## WORK TO BE COMPLETED
Type out all the records again exactly.

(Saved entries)
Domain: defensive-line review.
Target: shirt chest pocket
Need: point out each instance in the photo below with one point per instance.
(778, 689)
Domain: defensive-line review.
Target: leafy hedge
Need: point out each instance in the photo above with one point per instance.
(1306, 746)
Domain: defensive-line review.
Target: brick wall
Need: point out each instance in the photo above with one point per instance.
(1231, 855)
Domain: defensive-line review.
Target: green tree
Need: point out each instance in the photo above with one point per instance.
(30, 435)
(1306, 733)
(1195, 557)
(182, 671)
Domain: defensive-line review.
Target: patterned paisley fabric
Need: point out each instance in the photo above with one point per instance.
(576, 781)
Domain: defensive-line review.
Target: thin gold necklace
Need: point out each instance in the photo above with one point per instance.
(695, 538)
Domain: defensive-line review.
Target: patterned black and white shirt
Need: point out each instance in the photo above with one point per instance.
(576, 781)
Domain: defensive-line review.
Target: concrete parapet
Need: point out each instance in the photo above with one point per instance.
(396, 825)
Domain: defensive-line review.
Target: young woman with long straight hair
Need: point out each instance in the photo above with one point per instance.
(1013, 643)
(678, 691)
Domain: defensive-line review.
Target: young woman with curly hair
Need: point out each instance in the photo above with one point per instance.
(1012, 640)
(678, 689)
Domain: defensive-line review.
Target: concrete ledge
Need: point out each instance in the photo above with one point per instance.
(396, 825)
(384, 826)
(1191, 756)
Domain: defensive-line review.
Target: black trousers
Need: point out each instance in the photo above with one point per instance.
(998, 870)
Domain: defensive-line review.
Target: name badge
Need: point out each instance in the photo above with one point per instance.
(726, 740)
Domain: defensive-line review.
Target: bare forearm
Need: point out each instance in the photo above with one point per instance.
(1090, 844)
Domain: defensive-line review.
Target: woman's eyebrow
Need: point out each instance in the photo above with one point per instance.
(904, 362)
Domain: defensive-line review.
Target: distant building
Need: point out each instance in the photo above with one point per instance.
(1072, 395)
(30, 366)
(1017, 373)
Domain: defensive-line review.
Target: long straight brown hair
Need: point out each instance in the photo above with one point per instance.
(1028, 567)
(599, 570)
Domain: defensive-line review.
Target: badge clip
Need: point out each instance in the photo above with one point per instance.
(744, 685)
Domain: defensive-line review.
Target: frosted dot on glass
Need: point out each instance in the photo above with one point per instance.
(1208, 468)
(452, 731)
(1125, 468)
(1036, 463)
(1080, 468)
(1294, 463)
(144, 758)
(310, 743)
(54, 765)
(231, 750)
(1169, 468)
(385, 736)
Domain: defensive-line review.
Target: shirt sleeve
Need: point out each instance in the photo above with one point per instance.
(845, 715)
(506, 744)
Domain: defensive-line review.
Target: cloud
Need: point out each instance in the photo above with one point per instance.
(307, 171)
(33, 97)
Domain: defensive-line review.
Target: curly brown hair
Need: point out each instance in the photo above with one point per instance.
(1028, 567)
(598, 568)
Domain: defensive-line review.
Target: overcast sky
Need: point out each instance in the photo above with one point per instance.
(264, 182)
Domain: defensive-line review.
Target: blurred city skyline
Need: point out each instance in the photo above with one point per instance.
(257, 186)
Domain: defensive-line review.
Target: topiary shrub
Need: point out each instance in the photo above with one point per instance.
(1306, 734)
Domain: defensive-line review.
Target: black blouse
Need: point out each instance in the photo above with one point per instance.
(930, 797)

## ANSWER BOX
Domain: defensive-line review.
Target: shirt chest pocket
Need: point out each instance in the photo below with one point per instance.
(778, 689)
Domain: defensive-line review.
Target: leafy hedge
Need: point out each instance in the photo above with one point per instance.
(1306, 746)
Domain: defensive-line review.
Target: brick wall
Need: point out each instance in the photo above with one point per instance.
(1231, 855)
Domain: defensive-line review.
Target: green tree
Need: point out each instance in the photo above with one point per instance.
(30, 435)
(1306, 733)
(1195, 557)
(182, 671)
Domain: defensive-line review.
Target: patterned paisley fabric
Need: point out each instance in the photo above with one point per instance.
(576, 781)
Domain: defensive-line review.
Target: thin gold necklace
Need: point out each instance in the photo above with one point per instance.
(695, 538)
Domain: defensive-line review.
Target: patterned black and white shirt
Need: point out each instance in the photo above with one point per instance.
(576, 781)
Domain: defensive-line review.
Target: concrete parapet
Need: point out each instance in the photo above with one point per instance.
(396, 825)
Domain: defensive-line review.
Target: young woman with long straight hair
Need: point out each instance in the photo above with one point per instance.
(1013, 643)
(678, 691)
Domain: defensive-line review.
Target: young woman with curly hair
Need: point out each instance in the photo above with one point per instance.
(1012, 640)
(678, 689)
Domain: defensive-line review.
Target: concrete ledge
Need: point out each instance in the photo above with one point per instance.
(396, 825)
(384, 826)
(1191, 756)
Domain: defensive-line review.
Target: black trousers
Need: point out each instance in the photo above with one point per instance.
(998, 870)
Domain: defensive-line review.
Target: name badge
Need: point out each instance in the photo above with one point per instance.
(726, 740)
Domain: defensive-line review.
Target: bare forearm
Need: point out each instance in the photo above with one point per instance.
(1090, 844)
Domain: defensive-line review.
Target: woman's eyebrow
Need: point out each instance in the photo above with one point per instance.
(904, 362)
Domain: defensive-line review.
Target: distant building
Need: point out each instance in the photo above with one point per instance.
(1072, 395)
(30, 366)
(1017, 373)
Domain: defensive-line review.
Target: long straight brown hair
Need: point out each instance in the photo above with one point per instance.
(1028, 567)
(599, 570)
Domain: defensive-line review.
Target: badge clip
Need: point out each instance in the photo above with one point per instance.
(744, 685)
Domain: defensive-line review.
Target: frosted dot on glass
Need: point out each instance in the photo above with one point per instance.
(1208, 468)
(452, 731)
(1125, 468)
(1036, 463)
(1080, 468)
(1294, 463)
(144, 758)
(310, 743)
(54, 765)
(231, 750)
(1169, 468)
(385, 736)
Domain: defensive-line review.
Target: shirt sleeve
Need: point out each instance in the photo above with one point per instance.
(845, 715)
(506, 744)
Domain: defensive-line review.
Target: cloud
Need: point out each instance in the photo above with one point per instance.
(307, 171)
(33, 97)
Domain: defensive-line review.
Target: curly brown hair
Need: point out each instance in the photo above with one point per instance.
(1028, 567)
(598, 568)
Domain: defensive-line review.
Target: overcast sky
Need: point out each instance in the photo above with one point per instance.
(264, 182)
Domain: defensive-line review.
Target: blurred city skyline
Need: point out each instance in the photo above with one point per instance.
(257, 186)
Domain: defensive-line review.
Target: topiary shrub
Need: point out each instance in the photo above with one point per instance.
(1306, 734)
Domain: defensive-line review.
Target: black blouse
Need: point out each instance in the photo above with one point per instance.
(930, 797)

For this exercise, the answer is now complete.